| Your goal |
Please copy every one of the records below word for word, with nothing added, dropped, or changed.

| Data extract |
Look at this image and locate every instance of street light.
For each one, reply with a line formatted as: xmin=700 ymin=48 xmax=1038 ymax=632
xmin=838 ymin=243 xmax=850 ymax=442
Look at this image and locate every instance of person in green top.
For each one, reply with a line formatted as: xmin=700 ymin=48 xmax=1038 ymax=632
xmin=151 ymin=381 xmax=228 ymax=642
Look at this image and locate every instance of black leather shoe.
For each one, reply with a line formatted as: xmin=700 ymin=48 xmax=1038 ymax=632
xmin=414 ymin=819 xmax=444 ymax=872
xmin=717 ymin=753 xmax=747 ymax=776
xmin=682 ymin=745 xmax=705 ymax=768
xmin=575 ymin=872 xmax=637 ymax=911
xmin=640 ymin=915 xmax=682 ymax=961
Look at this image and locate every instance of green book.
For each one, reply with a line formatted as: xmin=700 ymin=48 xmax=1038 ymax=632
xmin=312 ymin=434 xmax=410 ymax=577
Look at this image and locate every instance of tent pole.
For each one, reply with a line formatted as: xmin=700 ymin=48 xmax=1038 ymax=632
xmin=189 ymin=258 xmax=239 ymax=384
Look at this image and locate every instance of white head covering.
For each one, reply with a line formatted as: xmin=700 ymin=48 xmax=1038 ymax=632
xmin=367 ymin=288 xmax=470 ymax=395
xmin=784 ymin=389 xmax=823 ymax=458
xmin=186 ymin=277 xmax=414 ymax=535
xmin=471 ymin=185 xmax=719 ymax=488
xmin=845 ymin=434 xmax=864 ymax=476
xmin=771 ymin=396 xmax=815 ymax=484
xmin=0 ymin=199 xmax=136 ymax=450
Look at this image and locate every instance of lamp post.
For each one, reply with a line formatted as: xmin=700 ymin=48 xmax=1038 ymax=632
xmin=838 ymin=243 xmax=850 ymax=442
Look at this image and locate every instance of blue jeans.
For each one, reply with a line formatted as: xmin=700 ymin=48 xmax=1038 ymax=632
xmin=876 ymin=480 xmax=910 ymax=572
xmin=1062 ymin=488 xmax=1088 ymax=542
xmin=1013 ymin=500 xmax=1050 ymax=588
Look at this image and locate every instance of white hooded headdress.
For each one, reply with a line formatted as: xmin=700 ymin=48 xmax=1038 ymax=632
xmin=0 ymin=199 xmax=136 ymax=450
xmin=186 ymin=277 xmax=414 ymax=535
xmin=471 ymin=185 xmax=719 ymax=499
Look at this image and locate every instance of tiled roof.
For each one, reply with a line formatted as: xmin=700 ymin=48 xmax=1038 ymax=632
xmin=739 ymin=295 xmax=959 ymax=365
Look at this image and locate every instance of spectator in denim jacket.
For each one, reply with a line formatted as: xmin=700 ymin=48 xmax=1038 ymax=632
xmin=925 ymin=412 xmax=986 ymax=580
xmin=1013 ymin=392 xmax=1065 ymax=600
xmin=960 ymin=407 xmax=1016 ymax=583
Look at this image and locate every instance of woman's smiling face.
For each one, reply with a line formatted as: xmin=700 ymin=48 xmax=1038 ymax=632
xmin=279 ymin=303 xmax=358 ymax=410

| Output for this task |
Look at this image and locate every instance of street light.
For each one, reply with a line formatted as: xmin=700 ymin=48 xmax=1038 ymax=632
xmin=838 ymin=243 xmax=850 ymax=442
Look at this image and locate every instance of person in green top.
For each one, reply with a line formatted as: xmin=700 ymin=48 xmax=1038 ymax=632
xmin=151 ymin=381 xmax=228 ymax=642
Look at this image and locate every instance of black leather shoe.
For each one, reply with a line formatted as: xmin=700 ymin=48 xmax=1038 ymax=632
xmin=414 ymin=819 xmax=444 ymax=872
xmin=717 ymin=753 xmax=747 ymax=776
xmin=682 ymin=745 xmax=705 ymax=768
xmin=575 ymin=872 xmax=637 ymax=911
xmin=640 ymin=915 xmax=682 ymax=961
Look at this image and locate every instance of green book.
For each one, reply with a line formatted as: xmin=700 ymin=48 xmax=1038 ymax=632
xmin=312 ymin=434 xmax=410 ymax=577
Look at this image and locate every instance of tent pole.
For each one, reply with a line formatted as: xmin=700 ymin=48 xmax=1038 ymax=632
xmin=189 ymin=258 xmax=239 ymax=384
Look at this image and locate every instance of white head covering.
For each one, reply with a line formatted as: xmin=700 ymin=48 xmax=1038 ymax=632
xmin=367 ymin=288 xmax=470 ymax=395
xmin=784 ymin=389 xmax=823 ymax=458
xmin=186 ymin=277 xmax=414 ymax=535
xmin=471 ymin=185 xmax=719 ymax=488
xmin=845 ymin=434 xmax=864 ymax=476
xmin=771 ymin=396 xmax=815 ymax=484
xmin=0 ymin=199 xmax=136 ymax=450
Look at this image and locate every instance of lamp post.
For each one, reply with a line formatted as: xmin=700 ymin=48 xmax=1038 ymax=632
xmin=838 ymin=243 xmax=850 ymax=442
Look at this image and locate every instance of blue jeans.
For each one, reply with a line formatted as: xmin=700 ymin=48 xmax=1038 ymax=632
xmin=876 ymin=480 xmax=910 ymax=572
xmin=1062 ymin=488 xmax=1088 ymax=542
xmin=1013 ymin=500 xmax=1050 ymax=588
Look at this image and locate every instance of white hooded headdress.
For each one, reply with a line formatted as: xmin=700 ymin=48 xmax=1038 ymax=632
xmin=0 ymin=199 xmax=136 ymax=450
xmin=186 ymin=277 xmax=414 ymax=535
xmin=471 ymin=185 xmax=719 ymax=499
Look at this image and locate every instance of tiled roof.
For each one, reply with a line formatted as: xmin=700 ymin=48 xmax=1038 ymax=632
xmin=739 ymin=295 xmax=959 ymax=365
Look at this image and locate every instance of spectator in denim jacket.
For each one, reply with a line formatted as: xmin=700 ymin=48 xmax=1038 ymax=632
xmin=925 ymin=412 xmax=986 ymax=580
xmin=1013 ymin=392 xmax=1065 ymax=600
xmin=960 ymin=407 xmax=1016 ymax=583
Look at this image and locate every instance of woman's smiling face.
For each one, reply with a line formatted as: xmin=700 ymin=48 xmax=1038 ymax=632
xmin=279 ymin=303 xmax=358 ymax=410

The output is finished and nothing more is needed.